SOURCE EXTRACT:

** Begin **

We got our food and headed back to the table. I took about three bites of my hot dog, and my daughter had about the same. We left our food and figured we'd finish it later when we got back.  Where from you may ask?? 

The wonderful Elsa Line. 

Dear God what an adventure that was!

We stood in that line, I kid you not, at least 45 minutes...maybe longer.  Thankfully the one woman I worked with and her daughter were in the line behind the woman behind me. I asked the woman if she wanted to go in front of me, I felt kind of rude talking around her but she was okay. 

So as the sun was setting behind the bleachers of the football field where this event took place, all I kept saying was, "We better get up there before it disappears!"  The woman in front of me had a stroller with her 4 year old son in it, and he got out of it and started doing the much-dreaded potty dance at a time when, as a parent, you wish they wouldn't do it. I told her, "don't worry, I'll save your spot go ahead, take him." She had this look of gratitude and a smile upon her face as she ran with her son to the restrooms. My daughter, like a soldier stood holding that woman's stroller until she returned.

** End **

WORK INSTRUCTIONS:
Copy out the Elsa line story above word for word, in full.

INFORMATION GIVEN:
** Begin **

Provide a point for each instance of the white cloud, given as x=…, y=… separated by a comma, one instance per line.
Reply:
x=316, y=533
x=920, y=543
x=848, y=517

** End **

SOLUTION:
We got our food and headed back to the table. I took about three bites of my hot dog, and my daughter had about the same. We left our food and figured we'd finish it later when we got back.  Where from you may ask?? 

The wonderful Elsa Line. 

Dear God what an adventure that was!

We stood in that line, I kid you not, at least 45 minutes...maybe longer.  Thankfully the one woman I worked with and her daughter were in the line behind the woman behind me. I asked the woman if she wanted to go in front of me, I felt kind of rude talking around her but she was okay. 

So as the sun was setting behind the bleachers of the football field where this event took place, all I kept saying was, "We better get up there before it disappears!"  The woman in front of me had a stroller with her 4 year old son in it, and he got out of it and started doing the much-dreaded potty dance at a time when, as a parent, you wish they wouldn't do it. I told her, "don't worry, I'll save your spot go ahead, take him." She had this look of gratitude and a smile upon her face as she ran with her son to the restrooms. My daughter, like a soldier stood holding that woman's stroller until she returned.